Stated problem A → What steps make up the iteration in the sigma-clipping text? List them in order.

Source text →

Outliers like the example above can significantly bias the measurement of noise statistics. \(\sigma\)-clipping is defined as a way to avoid the effect of such outliers. In astronomical applications, cosmic rays (when they collide at a near normal incidence angle) are a very good example of such outliers. The tracks they leave behind in the image are perfectly immune to the blurring caused by the atmosphere and the aperture. They are also very energetic and so their borders are usually clearly separated from the surrounding noise. So \(\sigma\)-clipping is very useful in removing their effect on the data. See Figure 15 in Akhlaghi and Ichikawa, 2015.

\(\sigma\)-clipping is defined as the very simple iteration below. In each iteration, the range of input data might decrease and so when the outliers have the conditions above, the outliers will be removed through this iteration. The exit criteria will be discussed below.

- Calculate the standard deviation (\(\sigma\)) and median (\(m\)) of a distribution.
- Remove all points that are smaller or larger than \(m\pm\alpha\sigma\).
- Go back to step 1, unless the selected exit criteria is reached.

The reason the median is used as a reference and not the mean is that the mean is too significantly affected by the presence of outliers, while the median is less affected, see Quantifying signal in a tile. As you can tell from this algorithm, besides the condition above (that the signal have clear high signal to noise boundaries) \(\sigma\)-clipping is only useful when the signal does not cover more than half of the full data set. If they do, then the median will lie over the outliers and \(\sigma\)-clipping might remove the pixels with no signal.

Position annotation records →

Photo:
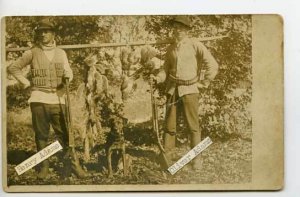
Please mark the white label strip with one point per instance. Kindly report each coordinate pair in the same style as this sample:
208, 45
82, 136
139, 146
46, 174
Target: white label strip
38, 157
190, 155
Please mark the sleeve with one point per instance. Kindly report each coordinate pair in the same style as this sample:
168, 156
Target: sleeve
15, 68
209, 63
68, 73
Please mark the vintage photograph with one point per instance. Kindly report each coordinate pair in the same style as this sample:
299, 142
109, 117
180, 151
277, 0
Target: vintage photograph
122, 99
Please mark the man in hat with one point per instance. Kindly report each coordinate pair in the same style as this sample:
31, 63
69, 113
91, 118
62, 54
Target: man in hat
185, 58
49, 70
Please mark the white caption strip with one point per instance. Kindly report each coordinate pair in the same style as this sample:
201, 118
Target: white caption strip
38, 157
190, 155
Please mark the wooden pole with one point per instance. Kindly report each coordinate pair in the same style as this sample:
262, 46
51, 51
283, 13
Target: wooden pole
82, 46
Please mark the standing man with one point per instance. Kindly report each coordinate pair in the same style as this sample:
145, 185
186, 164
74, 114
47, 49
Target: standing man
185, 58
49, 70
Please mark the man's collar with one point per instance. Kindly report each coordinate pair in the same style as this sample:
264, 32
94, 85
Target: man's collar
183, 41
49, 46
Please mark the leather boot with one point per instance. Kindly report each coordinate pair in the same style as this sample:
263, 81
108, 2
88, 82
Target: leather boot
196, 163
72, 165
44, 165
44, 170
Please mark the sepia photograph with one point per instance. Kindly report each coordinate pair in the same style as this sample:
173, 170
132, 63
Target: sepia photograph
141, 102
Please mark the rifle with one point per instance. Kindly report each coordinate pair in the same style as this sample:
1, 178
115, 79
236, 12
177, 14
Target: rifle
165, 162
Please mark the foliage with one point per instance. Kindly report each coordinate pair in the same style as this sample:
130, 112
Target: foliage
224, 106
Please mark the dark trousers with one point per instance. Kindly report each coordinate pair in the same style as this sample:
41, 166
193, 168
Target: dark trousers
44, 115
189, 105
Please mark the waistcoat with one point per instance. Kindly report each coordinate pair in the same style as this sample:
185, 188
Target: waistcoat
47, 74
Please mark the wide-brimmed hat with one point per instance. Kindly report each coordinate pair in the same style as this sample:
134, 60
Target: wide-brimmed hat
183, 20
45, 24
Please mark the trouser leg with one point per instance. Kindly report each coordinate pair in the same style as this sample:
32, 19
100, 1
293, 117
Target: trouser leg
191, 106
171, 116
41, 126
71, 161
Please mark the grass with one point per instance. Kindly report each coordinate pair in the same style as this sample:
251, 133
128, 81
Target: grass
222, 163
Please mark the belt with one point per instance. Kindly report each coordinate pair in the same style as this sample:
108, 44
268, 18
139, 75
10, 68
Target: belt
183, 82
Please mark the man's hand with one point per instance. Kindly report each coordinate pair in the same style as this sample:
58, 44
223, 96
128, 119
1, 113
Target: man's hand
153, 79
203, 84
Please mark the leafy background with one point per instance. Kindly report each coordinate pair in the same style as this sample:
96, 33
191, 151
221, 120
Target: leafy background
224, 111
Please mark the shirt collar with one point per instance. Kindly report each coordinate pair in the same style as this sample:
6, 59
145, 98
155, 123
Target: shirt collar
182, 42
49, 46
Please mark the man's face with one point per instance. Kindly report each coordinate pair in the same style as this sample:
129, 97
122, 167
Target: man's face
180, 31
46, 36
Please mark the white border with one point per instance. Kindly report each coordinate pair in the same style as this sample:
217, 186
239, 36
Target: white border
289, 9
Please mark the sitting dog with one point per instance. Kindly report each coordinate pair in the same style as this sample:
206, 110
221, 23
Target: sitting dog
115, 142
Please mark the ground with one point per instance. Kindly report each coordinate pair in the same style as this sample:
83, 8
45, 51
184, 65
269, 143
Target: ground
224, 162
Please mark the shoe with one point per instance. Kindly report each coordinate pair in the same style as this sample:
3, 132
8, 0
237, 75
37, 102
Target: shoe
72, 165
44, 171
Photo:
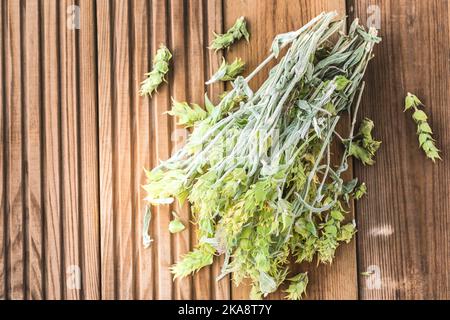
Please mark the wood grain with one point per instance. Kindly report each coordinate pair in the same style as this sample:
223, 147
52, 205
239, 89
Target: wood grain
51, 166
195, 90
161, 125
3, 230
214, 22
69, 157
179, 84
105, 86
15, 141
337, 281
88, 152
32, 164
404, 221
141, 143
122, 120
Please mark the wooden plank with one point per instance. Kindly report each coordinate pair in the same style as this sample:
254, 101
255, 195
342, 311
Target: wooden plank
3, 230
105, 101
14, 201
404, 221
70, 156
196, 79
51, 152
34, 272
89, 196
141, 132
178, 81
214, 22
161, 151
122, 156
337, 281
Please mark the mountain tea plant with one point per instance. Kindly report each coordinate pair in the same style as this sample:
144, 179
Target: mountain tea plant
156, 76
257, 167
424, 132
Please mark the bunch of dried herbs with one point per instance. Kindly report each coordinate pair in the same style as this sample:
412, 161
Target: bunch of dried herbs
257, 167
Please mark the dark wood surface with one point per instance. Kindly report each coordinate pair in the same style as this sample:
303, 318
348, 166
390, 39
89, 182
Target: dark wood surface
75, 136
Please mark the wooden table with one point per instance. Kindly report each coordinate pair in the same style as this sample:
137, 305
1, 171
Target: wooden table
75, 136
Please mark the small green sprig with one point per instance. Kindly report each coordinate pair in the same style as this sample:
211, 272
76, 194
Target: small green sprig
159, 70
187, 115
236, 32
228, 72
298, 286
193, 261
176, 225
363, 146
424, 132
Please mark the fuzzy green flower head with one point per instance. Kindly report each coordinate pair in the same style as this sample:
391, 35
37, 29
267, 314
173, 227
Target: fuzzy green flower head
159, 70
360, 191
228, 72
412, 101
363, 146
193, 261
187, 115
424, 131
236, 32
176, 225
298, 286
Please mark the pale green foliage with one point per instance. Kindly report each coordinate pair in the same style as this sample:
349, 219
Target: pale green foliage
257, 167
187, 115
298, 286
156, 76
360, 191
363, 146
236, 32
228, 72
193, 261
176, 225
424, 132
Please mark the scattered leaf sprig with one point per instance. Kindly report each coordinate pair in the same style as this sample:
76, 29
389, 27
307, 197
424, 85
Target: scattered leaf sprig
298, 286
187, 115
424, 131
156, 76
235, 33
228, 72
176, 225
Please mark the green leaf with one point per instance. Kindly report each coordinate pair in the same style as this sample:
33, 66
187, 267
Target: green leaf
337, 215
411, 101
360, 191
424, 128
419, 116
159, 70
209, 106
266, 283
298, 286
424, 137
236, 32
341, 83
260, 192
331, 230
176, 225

==

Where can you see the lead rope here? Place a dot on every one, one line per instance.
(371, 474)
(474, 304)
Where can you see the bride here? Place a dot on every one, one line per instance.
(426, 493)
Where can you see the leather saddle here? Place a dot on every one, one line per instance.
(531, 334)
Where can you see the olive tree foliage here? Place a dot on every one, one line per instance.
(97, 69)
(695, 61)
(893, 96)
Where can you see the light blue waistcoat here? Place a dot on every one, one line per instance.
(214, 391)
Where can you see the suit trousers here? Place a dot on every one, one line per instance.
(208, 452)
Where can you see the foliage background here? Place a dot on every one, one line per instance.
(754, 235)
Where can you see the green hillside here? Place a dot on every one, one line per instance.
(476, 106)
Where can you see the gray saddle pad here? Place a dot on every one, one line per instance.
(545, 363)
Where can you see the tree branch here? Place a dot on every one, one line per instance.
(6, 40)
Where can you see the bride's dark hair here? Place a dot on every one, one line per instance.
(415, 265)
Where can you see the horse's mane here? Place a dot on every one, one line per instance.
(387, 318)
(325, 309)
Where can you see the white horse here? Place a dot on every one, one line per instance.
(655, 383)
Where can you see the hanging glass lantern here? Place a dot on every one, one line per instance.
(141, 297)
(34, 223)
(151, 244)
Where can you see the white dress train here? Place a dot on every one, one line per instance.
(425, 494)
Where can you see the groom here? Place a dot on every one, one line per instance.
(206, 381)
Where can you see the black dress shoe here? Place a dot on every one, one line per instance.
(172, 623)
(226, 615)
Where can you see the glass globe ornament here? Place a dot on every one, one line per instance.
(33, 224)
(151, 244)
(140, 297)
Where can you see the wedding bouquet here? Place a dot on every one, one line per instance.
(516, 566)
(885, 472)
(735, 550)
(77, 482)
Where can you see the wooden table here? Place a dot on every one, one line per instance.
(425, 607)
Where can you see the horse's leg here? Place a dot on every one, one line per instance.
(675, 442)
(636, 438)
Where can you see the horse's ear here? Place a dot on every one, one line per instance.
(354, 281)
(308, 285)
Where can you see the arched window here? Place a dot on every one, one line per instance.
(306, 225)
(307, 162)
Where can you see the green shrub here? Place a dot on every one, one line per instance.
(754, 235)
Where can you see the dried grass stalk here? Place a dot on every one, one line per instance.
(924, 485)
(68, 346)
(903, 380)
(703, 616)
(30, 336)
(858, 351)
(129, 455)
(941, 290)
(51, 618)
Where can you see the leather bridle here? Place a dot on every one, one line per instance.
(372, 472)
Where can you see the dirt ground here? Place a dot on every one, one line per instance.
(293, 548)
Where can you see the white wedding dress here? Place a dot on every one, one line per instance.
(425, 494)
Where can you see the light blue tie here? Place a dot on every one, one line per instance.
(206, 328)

Stated problem B → Which lines in the entries contain the string "caption"? Pull out every one of them.

Reply A →
1. Calculate the standard deviation (σ) and median (m) of a distribution.
2. Remove all points that are smaller or larger than m ± ασ.
3. Go back to step 1, unless the selected exit criterion is reached.

Reply B →
Please mark the white caption strip with one point per instance. Kindly report each coordinate pair in the same style as this sample:
Target: white caption strip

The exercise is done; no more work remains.